• **Exercise inputs**:
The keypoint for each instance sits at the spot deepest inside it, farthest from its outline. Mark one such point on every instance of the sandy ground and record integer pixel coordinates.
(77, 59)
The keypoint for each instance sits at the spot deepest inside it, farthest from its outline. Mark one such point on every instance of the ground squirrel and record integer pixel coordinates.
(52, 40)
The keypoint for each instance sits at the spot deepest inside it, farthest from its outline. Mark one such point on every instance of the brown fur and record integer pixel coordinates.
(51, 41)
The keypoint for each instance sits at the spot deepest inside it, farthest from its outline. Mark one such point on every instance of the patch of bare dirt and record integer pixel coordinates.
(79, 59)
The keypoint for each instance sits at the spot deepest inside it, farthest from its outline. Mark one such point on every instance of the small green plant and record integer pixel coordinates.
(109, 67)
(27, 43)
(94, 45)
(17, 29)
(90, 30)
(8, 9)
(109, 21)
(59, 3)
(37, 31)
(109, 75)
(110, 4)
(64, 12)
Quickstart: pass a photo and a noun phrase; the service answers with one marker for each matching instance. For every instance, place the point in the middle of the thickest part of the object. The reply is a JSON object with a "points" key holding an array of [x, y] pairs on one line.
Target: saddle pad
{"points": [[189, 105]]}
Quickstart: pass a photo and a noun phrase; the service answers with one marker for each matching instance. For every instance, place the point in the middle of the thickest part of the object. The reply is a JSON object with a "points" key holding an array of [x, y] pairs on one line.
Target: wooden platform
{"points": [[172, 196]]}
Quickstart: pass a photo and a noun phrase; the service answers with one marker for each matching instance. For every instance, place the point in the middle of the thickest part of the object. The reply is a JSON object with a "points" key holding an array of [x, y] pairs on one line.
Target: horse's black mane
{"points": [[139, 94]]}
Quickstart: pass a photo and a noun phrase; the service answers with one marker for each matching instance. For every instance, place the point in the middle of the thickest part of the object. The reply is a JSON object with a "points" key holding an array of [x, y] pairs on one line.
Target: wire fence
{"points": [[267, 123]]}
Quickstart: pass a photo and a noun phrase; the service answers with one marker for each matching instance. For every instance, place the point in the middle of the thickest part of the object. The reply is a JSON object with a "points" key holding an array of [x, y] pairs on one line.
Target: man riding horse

• **Task item**: Transcribe every line of the data, exactly as it stands.

• **Response box**:
The keypoint for each instance sits at the spot deepest inside it, farthest from its outline. Mark one such point on every instance of the sandy ground and record integer pixel coordinates.
(77, 59)
The keypoint for each instance sits at the spot deepest inside it, farthest from its outline. Mark one such point on every instance of the ground squirrel and record integer pixel coordinates.
(52, 40)
The keypoint for each instance sits at the spot deepest inside it, farthest from its outline. Mark one such point on every instance of the brown fur and record integer pixel coordinates.
(51, 41)
The keypoint for each instance sits at the spot deepest inside it, farthest from its outline. Mark one such point on every instance of the patch of bare dirt and record integer pixel coordinates.
(79, 59)
The keypoint for each instance sits at the spot deepest inside it, farthest from its outline. Mark one such point on every instance of the small green plant and record integer pixel coordinates.
(109, 67)
(27, 43)
(94, 45)
(17, 29)
(90, 30)
(8, 9)
(109, 21)
(59, 3)
(37, 31)
(109, 75)
(110, 4)
(64, 12)
Quickstart: pass a photo and a noun phrase; the service answers with one marker for each matching instance. For every instance, place the point in the middle of the thickest part of the object. The reply is a JSON object with a "points" key holding an array of [x, y] pairs on one line.
Target: saddle pad
{"points": [[189, 105]]}
Quickstart: pass a photo and a noun phrase; the service answers with one marker for each matching instance. For every instance, place the point in the middle of the thickest part of the object. The reply is a JSON object with a "points" key holding an array of [x, y] pairs on one line.
Target: wooden platform
{"points": [[172, 196]]}
Quickstart: pass a photo and a noun phrase; the service answers with one marker for each matching instance. For every instance, place the point in the middle of the thickest part of the object. The reply is a JSON object with a "points" key holding an array of [x, y] pairs on one line.
Target: horse's black mane
{"points": [[139, 94]]}
Quickstart: pass a photo and a noun phrase; the service answers with one marker for each matching instance. For every instance, place the point in the middle of the thickest part of the object. The reply is a JSON object with a "points" key holding an array of [x, y] pairs on one line.
Target: wire fence
{"points": [[267, 123]]}
Quickstart: pass a photo and a noun phrase; the service answers with one marker for each matching instance. For every instance, place the point in the middle of the thickest part of the object. The reply is a JSON object with a "points" key holding an array of [x, y] pairs on one line.
Target: man riding horse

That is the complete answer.